§ What is being asked: Format the records as a two-column CSV with the columns "prompt" and "response", one row per record, putting each field in quotation marks and replacing any line breaks with spaces. Begin at the start of the records and stop after the line that contains "[[85, 239]]".

──────── Data section ────────

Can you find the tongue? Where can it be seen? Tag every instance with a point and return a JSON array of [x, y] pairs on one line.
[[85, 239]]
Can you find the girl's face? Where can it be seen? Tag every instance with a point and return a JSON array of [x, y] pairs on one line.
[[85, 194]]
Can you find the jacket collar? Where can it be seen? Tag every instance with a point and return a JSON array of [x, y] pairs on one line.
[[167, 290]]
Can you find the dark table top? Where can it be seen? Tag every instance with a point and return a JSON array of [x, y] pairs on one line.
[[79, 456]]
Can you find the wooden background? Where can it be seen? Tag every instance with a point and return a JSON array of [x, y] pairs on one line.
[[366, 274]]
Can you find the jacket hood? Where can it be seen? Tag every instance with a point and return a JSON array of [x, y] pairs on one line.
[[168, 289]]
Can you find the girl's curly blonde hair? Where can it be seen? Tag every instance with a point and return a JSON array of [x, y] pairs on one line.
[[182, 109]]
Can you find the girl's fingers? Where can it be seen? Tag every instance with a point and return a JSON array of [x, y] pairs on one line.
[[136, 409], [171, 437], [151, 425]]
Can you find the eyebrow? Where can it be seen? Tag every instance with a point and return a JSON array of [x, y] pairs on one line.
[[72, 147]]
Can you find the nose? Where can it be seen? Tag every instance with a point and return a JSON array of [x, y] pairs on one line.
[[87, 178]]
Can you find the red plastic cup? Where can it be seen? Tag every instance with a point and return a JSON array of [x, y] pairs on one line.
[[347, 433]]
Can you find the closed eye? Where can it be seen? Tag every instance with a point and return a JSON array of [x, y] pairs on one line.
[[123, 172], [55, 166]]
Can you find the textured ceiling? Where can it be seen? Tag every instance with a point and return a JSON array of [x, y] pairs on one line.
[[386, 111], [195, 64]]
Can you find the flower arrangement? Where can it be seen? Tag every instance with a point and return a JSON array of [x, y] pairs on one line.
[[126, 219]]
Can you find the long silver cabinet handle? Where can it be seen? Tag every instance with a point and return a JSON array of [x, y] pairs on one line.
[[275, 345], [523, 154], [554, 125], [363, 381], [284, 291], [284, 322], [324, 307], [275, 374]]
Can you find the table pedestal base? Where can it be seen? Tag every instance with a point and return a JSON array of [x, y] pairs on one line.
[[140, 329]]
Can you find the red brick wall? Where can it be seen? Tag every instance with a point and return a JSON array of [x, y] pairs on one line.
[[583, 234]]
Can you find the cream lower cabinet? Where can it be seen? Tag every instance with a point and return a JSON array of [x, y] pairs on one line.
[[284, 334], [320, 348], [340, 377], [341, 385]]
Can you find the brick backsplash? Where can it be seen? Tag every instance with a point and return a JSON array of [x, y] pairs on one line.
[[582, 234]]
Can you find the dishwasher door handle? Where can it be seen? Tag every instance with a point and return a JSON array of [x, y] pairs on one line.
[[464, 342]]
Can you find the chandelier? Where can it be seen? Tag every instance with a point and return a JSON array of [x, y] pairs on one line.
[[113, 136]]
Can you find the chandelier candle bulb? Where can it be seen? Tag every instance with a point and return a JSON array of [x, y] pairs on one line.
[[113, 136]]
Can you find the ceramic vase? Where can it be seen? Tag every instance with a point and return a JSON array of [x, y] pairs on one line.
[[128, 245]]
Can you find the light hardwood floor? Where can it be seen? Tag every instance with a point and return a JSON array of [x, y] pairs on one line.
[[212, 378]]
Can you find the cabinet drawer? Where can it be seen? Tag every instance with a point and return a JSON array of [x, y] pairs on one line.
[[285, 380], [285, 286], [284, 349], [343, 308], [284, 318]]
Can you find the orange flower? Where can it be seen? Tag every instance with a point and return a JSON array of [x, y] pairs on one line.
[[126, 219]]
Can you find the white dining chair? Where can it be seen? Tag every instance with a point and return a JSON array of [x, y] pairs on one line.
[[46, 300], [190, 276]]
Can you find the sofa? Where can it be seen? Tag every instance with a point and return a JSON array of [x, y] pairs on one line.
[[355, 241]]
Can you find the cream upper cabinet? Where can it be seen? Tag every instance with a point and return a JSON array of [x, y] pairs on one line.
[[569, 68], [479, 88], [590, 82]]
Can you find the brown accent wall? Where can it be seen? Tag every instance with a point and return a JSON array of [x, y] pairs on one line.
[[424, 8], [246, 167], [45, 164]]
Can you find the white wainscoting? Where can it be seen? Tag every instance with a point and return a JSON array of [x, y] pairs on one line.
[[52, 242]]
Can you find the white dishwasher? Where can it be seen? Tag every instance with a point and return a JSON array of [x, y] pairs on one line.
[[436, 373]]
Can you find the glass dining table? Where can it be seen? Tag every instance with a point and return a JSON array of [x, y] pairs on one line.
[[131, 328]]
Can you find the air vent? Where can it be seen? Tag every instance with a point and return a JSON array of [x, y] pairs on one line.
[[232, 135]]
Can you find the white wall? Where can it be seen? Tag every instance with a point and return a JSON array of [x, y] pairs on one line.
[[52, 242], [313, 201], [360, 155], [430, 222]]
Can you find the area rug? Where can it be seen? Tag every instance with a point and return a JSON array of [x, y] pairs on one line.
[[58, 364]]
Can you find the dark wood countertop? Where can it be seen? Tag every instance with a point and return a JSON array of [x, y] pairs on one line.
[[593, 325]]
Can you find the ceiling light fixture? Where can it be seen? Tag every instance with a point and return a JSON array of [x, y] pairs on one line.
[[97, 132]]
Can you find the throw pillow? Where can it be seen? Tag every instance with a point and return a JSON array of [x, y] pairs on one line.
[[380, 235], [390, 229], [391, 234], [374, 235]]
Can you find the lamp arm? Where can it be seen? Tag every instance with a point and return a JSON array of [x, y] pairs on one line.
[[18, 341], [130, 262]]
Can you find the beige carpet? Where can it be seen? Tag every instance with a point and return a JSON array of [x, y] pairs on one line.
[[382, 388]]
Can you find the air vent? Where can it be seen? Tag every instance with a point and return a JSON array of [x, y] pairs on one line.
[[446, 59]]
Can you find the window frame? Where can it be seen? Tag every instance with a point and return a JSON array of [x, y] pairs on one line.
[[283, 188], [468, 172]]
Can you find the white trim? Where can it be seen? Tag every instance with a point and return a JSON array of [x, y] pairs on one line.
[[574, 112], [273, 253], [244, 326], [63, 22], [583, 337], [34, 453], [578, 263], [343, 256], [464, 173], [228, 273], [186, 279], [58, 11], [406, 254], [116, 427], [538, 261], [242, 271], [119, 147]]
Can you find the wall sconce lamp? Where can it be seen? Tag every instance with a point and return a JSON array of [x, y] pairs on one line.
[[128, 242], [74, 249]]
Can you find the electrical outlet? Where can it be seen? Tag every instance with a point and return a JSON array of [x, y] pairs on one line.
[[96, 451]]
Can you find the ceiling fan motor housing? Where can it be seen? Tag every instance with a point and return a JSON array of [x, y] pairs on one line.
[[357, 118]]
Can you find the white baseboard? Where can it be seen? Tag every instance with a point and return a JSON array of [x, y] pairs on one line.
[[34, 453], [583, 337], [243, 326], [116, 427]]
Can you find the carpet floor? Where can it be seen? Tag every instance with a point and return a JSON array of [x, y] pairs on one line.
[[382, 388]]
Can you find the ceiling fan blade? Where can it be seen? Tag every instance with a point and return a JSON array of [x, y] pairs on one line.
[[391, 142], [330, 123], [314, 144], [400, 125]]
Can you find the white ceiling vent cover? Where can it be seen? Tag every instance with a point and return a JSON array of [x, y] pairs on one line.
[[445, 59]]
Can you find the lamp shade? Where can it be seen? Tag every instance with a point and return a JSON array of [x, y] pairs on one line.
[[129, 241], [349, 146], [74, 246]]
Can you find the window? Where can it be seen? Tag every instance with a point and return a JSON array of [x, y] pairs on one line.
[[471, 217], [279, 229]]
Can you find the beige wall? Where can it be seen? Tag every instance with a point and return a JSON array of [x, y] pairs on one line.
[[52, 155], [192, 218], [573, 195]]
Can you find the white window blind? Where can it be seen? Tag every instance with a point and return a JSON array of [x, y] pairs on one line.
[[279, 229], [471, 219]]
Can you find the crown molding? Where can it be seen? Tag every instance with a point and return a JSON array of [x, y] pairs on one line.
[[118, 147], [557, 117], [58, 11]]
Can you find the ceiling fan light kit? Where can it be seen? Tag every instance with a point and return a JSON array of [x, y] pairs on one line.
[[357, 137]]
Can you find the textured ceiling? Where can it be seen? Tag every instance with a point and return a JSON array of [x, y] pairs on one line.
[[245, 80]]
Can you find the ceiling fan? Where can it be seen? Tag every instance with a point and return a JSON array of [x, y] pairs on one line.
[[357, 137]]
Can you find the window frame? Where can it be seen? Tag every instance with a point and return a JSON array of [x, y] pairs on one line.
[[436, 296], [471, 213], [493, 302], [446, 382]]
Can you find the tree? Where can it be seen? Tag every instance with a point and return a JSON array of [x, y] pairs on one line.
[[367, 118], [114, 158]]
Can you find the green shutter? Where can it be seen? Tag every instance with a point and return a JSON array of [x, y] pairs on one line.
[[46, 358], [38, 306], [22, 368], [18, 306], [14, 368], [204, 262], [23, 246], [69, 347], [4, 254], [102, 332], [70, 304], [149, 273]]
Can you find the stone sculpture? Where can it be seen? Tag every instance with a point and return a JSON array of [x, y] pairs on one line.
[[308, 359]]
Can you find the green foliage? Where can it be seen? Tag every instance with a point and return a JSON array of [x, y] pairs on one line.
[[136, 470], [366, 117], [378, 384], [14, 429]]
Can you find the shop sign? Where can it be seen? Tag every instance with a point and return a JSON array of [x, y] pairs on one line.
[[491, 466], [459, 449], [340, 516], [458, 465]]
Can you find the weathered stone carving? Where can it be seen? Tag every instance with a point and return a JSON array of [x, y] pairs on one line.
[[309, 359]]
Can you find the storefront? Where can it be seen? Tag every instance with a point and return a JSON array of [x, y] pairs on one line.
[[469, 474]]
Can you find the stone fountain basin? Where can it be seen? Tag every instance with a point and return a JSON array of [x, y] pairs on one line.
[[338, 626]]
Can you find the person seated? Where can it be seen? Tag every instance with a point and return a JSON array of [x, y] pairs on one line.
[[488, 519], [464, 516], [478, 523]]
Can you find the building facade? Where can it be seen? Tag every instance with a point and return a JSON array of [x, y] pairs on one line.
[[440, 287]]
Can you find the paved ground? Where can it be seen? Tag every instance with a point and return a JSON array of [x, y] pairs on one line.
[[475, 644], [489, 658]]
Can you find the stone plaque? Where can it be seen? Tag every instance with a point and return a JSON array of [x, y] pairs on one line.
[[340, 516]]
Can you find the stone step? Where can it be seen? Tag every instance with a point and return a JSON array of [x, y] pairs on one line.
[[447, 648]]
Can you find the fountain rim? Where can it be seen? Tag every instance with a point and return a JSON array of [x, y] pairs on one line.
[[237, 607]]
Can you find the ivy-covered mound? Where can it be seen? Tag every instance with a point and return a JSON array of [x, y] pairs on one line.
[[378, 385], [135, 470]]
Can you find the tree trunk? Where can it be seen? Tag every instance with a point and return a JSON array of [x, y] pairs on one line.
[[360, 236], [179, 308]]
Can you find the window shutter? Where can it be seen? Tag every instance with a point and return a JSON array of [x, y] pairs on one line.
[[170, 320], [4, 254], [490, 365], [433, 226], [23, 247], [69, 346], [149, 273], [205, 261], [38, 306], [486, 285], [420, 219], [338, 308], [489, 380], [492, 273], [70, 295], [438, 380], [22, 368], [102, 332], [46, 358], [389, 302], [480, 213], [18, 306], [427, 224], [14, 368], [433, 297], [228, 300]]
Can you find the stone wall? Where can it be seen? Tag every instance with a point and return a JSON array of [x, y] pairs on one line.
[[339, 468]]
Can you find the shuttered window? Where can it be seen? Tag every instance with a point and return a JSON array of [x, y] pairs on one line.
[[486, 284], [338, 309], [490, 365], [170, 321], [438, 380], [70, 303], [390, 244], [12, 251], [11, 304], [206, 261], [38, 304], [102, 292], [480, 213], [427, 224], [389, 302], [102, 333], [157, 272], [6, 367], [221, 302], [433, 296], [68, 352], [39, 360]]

────────

§ Solution to this task:
prompt,response
"Can you find the tongue? Where can it be seen? Tag every instance with a point and return a JSON array of [x, y] pairs on one line.","[[85, 239]]"